Records provided:

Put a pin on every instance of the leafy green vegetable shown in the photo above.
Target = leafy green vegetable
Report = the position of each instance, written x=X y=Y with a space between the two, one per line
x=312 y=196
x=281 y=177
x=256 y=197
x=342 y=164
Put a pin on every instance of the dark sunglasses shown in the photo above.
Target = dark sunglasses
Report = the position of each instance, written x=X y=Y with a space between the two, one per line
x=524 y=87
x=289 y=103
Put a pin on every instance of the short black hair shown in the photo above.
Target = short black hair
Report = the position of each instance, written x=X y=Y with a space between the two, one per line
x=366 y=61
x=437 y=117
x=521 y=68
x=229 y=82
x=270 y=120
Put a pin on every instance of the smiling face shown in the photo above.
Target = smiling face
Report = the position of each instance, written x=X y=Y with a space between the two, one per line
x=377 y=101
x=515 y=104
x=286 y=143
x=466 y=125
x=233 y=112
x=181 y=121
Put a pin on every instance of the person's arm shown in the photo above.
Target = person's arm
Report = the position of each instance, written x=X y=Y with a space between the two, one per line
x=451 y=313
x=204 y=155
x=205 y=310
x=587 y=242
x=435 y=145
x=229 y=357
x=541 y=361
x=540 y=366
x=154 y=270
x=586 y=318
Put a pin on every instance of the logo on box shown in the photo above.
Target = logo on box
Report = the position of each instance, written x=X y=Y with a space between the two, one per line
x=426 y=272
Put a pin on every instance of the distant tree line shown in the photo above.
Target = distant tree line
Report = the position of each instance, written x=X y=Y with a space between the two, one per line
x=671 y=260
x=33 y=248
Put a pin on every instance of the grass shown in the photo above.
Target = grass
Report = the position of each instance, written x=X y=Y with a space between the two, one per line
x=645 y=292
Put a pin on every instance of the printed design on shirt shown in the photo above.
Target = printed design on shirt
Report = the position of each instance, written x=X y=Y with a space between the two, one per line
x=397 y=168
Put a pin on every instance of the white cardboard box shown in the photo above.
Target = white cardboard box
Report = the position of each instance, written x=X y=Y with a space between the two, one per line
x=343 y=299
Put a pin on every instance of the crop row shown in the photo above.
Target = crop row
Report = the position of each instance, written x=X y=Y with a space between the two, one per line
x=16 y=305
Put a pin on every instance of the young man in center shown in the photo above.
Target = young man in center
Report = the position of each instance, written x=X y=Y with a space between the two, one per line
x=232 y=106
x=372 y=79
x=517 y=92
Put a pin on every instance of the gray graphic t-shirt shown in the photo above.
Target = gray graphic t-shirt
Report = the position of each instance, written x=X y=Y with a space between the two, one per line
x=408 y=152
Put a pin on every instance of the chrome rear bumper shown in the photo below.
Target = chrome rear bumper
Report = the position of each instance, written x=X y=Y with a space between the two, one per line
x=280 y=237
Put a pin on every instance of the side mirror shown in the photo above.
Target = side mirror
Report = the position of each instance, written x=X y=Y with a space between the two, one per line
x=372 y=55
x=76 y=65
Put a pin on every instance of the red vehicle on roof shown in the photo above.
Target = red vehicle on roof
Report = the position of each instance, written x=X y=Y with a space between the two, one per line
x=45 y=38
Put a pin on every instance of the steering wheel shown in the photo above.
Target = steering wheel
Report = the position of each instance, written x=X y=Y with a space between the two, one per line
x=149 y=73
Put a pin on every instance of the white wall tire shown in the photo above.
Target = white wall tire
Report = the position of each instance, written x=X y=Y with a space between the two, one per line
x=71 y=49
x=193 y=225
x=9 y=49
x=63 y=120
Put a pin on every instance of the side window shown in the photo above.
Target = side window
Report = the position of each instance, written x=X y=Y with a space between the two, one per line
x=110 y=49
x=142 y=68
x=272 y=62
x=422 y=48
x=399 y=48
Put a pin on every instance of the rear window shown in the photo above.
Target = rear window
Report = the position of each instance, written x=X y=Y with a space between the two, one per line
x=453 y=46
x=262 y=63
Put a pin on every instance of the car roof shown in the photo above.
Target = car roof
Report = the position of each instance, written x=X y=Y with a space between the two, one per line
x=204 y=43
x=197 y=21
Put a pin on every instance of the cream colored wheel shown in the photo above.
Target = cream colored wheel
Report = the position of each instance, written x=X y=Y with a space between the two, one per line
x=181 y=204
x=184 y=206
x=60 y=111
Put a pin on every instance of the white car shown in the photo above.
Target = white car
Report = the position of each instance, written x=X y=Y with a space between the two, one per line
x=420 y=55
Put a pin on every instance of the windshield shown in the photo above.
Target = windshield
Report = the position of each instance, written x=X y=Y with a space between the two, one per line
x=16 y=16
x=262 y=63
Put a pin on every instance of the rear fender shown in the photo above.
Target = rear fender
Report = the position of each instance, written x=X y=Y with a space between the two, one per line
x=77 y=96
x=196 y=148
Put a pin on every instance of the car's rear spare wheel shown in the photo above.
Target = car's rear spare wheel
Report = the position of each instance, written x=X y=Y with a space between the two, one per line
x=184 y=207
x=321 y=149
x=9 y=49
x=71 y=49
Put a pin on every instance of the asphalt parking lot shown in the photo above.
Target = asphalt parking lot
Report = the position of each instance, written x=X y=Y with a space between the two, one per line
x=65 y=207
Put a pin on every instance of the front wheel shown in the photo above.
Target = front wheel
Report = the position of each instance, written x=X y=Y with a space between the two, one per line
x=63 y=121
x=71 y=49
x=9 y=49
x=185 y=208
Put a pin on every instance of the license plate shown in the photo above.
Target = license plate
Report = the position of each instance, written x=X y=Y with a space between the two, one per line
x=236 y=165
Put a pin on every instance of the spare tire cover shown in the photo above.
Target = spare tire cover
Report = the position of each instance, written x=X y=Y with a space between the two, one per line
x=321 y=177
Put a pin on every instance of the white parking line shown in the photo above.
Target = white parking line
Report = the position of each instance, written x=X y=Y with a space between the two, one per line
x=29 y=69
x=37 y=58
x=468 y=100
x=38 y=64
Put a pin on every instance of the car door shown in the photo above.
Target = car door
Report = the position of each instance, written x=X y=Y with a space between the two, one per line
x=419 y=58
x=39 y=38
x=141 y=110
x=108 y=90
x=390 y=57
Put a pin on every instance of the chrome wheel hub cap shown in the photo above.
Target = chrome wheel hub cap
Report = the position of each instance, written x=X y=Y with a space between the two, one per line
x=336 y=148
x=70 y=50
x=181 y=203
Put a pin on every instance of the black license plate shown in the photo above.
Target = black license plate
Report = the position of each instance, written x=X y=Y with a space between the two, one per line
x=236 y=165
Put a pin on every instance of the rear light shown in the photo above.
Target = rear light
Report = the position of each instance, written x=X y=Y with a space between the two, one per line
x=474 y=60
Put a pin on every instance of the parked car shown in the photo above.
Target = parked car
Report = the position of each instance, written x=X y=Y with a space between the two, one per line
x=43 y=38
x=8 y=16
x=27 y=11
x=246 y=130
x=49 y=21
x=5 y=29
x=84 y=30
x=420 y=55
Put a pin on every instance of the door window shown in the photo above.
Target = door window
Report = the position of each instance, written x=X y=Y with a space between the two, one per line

Instructions for the task: Repeat the listing. Keep every character the same.

Expected output:
Put a pin on every instance of the leafy green vegetable shown in the photo above.
Target = leafy green vegetable
Report = the position of each instance, written x=X y=Y with a space between the two, one per line
x=312 y=196
x=281 y=177
x=256 y=197
x=342 y=164
Put a pin on every instance of the dark sunglasses shown in the photo above.
Target = dark sunglasses
Report = the position of each instance, written x=X y=Y with a space between the two, one per line
x=524 y=87
x=289 y=103
Put a pin on every instance of the short black hair shown in the photo above.
Target = short black hair
Report = the position of each instance, written x=X y=Y with a space between the two, one per line
x=366 y=61
x=437 y=117
x=521 y=68
x=229 y=82
x=270 y=120
Put a pin on every instance of the smiling face shown in the photo above.
Target = smiling face
Report = the position of each instance, written x=X y=Y with a space between the two, one per line
x=377 y=101
x=515 y=104
x=286 y=143
x=466 y=125
x=233 y=112
x=181 y=121
Put a pin on every instance of the person's arm shown in the photo above.
Target = person's arm
Report = the position of each instance, written x=X y=Y with a space between the two, one per line
x=451 y=313
x=204 y=155
x=205 y=310
x=587 y=242
x=435 y=145
x=229 y=357
x=541 y=361
x=540 y=366
x=154 y=270
x=586 y=318
Put a pin on every instance of the logo on box shown in the photo above.
Target = logo on box
Report = the position of each instance, written x=X y=Y with a space between the two, one per line
x=426 y=272
Put a pin on every instance of the distant tree line shown in the photo above.
Target = distant tree line
Report = the position of each instance, written x=X y=Y with a space between the two, one per line
x=671 y=260
x=33 y=248
Put a pin on every instance of the grass shown in the photo above.
Target = grass
Report = the position of each instance, written x=X y=Y with a space between the two, one per line
x=645 y=292
Put a pin on every instance of the printed design on shirt shown in the photo above.
Target = printed design on shirt
Report = the position of each instance, written x=X y=Y with a space between the two, one per line
x=397 y=168
Put a pin on every instance of the white cardboard box shown in the photo above.
Target = white cardboard box
Report = the position of each instance, written x=X y=Y with a space between the two, one per line
x=343 y=299
Put a pin on every instance of the crop row shown in the photo above.
Target = crop row
Report = the position of each instance, written x=X y=Y with a space between the two, one per line
x=16 y=305
Put a pin on every instance of the young man in center shown in the photo above.
Target = young man in center
Report = the position of each instance, written x=X y=Y with a space between the two, one per line
x=232 y=106
x=372 y=79
x=517 y=92
Put a pin on every instance of the gray graphic t-shirt shown in the photo above.
Target = gray graphic t-shirt
Report = the position of each instance, written x=X y=Y with a space between the two, one per line
x=408 y=152
Put a pin on every instance of the chrome rear bumper shown in the photo below.
Target = chrome rear bumper
Report = the position of each instance, written x=X y=Y with a space between the two, one per line
x=280 y=237
Put a pin on every instance of the side mirror shown in the photo above.
Target = side mirror
Report = the position of each instance, written x=X y=Y with a space between the two, one per line
x=372 y=55
x=76 y=65
Put a pin on every instance of the red vehicle on roof shown in the photo above.
Target = red vehicle on roof
Report = the position of each instance, written x=X y=Y with a space between the two, one per line
x=45 y=38
Put a pin on every instance of the steering wheel shown in the photo above.
Target = steering wheel
Report = the position of each instance, written x=X y=Y with a space between the two, one per line
x=149 y=73
Put a pin on every instance of the white wall tire shown in the photo above.
Target = white wall tire
Report = the position of each instance, written x=X y=Y with a space between the two, one per line
x=71 y=49
x=193 y=225
x=9 y=49
x=63 y=120
Put a pin on every instance of the side window shown in the photo above.
Target = side window
Report = the position of each instance, written x=X y=Y with a space between the two, one per line
x=110 y=49
x=142 y=68
x=272 y=62
x=422 y=48
x=399 y=48
Put a pin on every instance of the rear window shown in the photo above.
Target = rear window
Report = the position of each instance, written x=X y=Y with a space between the two, one per line
x=453 y=46
x=262 y=63
Put a pin on every instance of the car roof shown in the photo above.
Target = car roof
Report = the position of each instance, written x=X y=Y with a space between the two, one per line
x=204 y=43
x=197 y=21
Put a pin on every instance of the cream colored wheel shown in the photo above.
Target = cream colored wheel
Report = the position of each instance, written x=X y=Y with a space between the two, one per line
x=181 y=204
x=184 y=206
x=60 y=111
Put a pin on every instance of the white car shown in the photo above.
Target = white car
Report = the position of each instance, written x=X y=Y with a space between the two, one per line
x=420 y=55
Put a pin on every instance of the windshield shown in the photo above.
Target = windshield
Report = the position of each instance, written x=X y=Y with a space between the two, one per line
x=16 y=16
x=262 y=63
Put a pin on every instance of the rear fender shown in the photo above.
Target = rear fender
Report = the position of each instance, written x=X y=Y with a space between the two, one per line
x=77 y=96
x=196 y=148
Put a pin on every instance of the car's rear spare wheel shown in the photo above.
Target = car's rear spare wheel
Report = the position of each instance, written x=X y=Y with a space between the two, one per line
x=184 y=207
x=321 y=149
x=9 y=49
x=71 y=49
Put a pin on every instance of the asphalt parking lot shown in the photo above.
Target = asphalt parking lot
Report = the position of each instance, written x=X y=Y with a space between the two, one per line
x=65 y=207
Put a pin on every instance of the front wheel shown in the photo above.
Target = front wheel
Report = the position of each instance, written x=X y=Y with a space between the two, one per line
x=63 y=121
x=71 y=49
x=9 y=49
x=185 y=208
Put a pin on every instance of the license plate shown in the photo above.
Target = license plate
Report = the position of each instance, written x=X y=Y with a space between the two, one per line
x=236 y=165
Put a pin on every instance of the spare tire cover shown in the photo above.
Target = spare tire cover
Report = the position of each instance, written x=X y=Y with a space between the two, one per line
x=321 y=177
Put a pin on every instance of the white parking line shown in the photo above.
Target = white parking line
Report = the position of each instance, written x=X y=Y with a space between the two, one per line
x=29 y=69
x=37 y=58
x=468 y=100
x=38 y=64
Put a pin on every instance of the car door shown in the photo above.
Target = car door
Report = the position of each instance, written x=X y=Y with a space between the two, one per line
x=419 y=58
x=39 y=38
x=141 y=110
x=108 y=90
x=390 y=57
Put a pin on every instance of the chrome wheel hub cap shown in the photo above.
Target = chrome wheel hub cap
Report = the position of each instance, written x=X y=Y with a space between the two, one per line
x=336 y=148
x=70 y=50
x=181 y=203
Put a pin on every instance of the black license plate shown in the photo above.
Target = black license plate
Report = the position of each instance, written x=X y=Y with a space between the two, one per line
x=236 y=165
Put a pin on every instance of the rear light shown in the photo above.
Target = rear light
Report = the position of each instance, written x=X y=Y with a space between the two, one per line
x=474 y=60
Put a pin on every instance of the parked car shown in the photo above.
Target = parked car
Report = the position of each instance, written x=X y=Y with a space between the two, one per line
x=43 y=38
x=8 y=16
x=27 y=11
x=246 y=130
x=49 y=21
x=5 y=29
x=84 y=30
x=420 y=55
Put a pin on every instance of the door window shown in the photo above.
Target = door window
Report = the position of each instance, written x=X y=Y with a space between the two, one per line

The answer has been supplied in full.